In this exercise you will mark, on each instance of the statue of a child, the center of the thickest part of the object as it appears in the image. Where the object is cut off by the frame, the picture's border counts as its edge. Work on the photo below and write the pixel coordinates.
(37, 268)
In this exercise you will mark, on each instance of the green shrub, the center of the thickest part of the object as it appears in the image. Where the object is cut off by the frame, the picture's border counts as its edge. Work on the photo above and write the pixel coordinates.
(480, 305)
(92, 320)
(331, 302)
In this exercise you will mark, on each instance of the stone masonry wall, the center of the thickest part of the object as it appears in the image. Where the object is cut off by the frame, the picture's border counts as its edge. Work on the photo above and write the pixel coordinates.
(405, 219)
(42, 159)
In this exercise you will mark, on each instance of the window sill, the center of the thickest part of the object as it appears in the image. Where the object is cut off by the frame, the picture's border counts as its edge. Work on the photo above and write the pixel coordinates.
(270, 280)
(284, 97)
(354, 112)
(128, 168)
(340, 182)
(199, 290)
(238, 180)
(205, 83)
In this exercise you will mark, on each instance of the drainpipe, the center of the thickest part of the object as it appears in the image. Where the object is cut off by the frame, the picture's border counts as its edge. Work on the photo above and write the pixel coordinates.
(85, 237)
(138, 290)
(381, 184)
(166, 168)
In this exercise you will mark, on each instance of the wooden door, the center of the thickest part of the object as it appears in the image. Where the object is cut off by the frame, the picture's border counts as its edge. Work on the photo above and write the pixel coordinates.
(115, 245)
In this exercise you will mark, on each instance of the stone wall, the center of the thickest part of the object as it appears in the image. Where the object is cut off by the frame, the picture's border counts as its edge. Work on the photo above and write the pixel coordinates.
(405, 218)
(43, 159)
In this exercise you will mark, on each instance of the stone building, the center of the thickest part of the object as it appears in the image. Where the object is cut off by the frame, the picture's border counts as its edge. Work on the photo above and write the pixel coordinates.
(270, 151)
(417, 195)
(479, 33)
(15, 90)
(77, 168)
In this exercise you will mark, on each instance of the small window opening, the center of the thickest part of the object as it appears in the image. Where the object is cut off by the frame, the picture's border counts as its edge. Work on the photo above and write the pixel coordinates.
########
## Work to be completed
Lay out every line of the listing above as a Markdown table with two columns, Row and Line. Number the rows in order and skip any blank lines.

## Full response
| Row | Line |
|---|---|
| 1 | In this exercise you will mark, on each instance of the statue of a child, the center of the thickest part of the object as it appears in the image. Where the object is cut off by the frame, the picture's border counts as its edge. Work on the photo below and write the pixel coordinates. |
| 2 | (37, 268) |
| 3 | In this exercise you will mark, on each instance of the green shrub, the center of the thickest part of the object as it appears in the image. Where the object is cut off by the frame, the picture's border counts as its edge. Work on the photo above and write the pixel coordinates. |
| 4 | (480, 305) |
| 5 | (92, 320) |
| 6 | (331, 302) |
| 7 | In this exercise you will mark, on each instance of the stone masonry wall, the center of the thickest part of the object as it appears in the image. Where the object is cut off by the frame, the picture's border counts as its edge. Work on the photo above and write the pixel coordinates. |
| 8 | (405, 219) |
| 9 | (42, 159) |
| 10 | In this exercise you will mark, on each instance of the window sill, the center of the thickest part of the object as it appears in the image. Where the object is cut off by the frame, the picture's border counts as its edge. Work on the photo above and write the pixel coordinates. |
| 11 | (270, 280) |
| 12 | (284, 97) |
| 13 | (354, 112) |
| 14 | (128, 168) |
| 15 | (340, 182) |
| 16 | (199, 290) |
| 17 | (238, 180) |
| 18 | (205, 83) |
| 19 | In this exercise you will mark, on each instance of the drainpipe, the center of the thickest part of the object as it appears in the image. Where the object is cut off by the frame, the picture's border counts as its edge. Work on the photo above and write the pixel coordinates. |
| 20 | (85, 237) |
| 21 | (138, 290) |
| 22 | (381, 184) |
| 23 | (166, 168) |
| 24 | In this exercise you will mark, on each instance of the wooden door, the center of the thickest part of the object as it appears in the image. Where the object is cut off by the frame, the picture's border counts as its edge. Work on the photo above and write the pixel coordinates. |
| 25 | (115, 245) |
| 26 | In this exercise you will mark, on each instance of the stone wall, the center of the thickest part of the object as it appears in the image. Where the object is cut off by the frame, the picture's border counts as its edge. Work on the photo above and write the pixel coordinates. |
| 27 | (405, 218) |
| 28 | (43, 159) |
| 29 | In this exercise you will mark, on each instance of the stone building, the center of the thickest part of the object as it appears in the image. Where the object is cut off by the frame, the picture's border counts as its edge. Work on the photo above and write the pixel coordinates. |
| 30 | (270, 151) |
| 31 | (417, 195) |
| 32 | (479, 33) |
| 33 | (15, 90) |
| 34 | (77, 168) |
| 35 | In this exercise you will mark, on each instance of the small window opening, the center of the thickest part of the object as it appears in the image. Where the object is cut off by the frame, the picture's border counts as its edge. Work on the photo above and write the pixel coordinates. |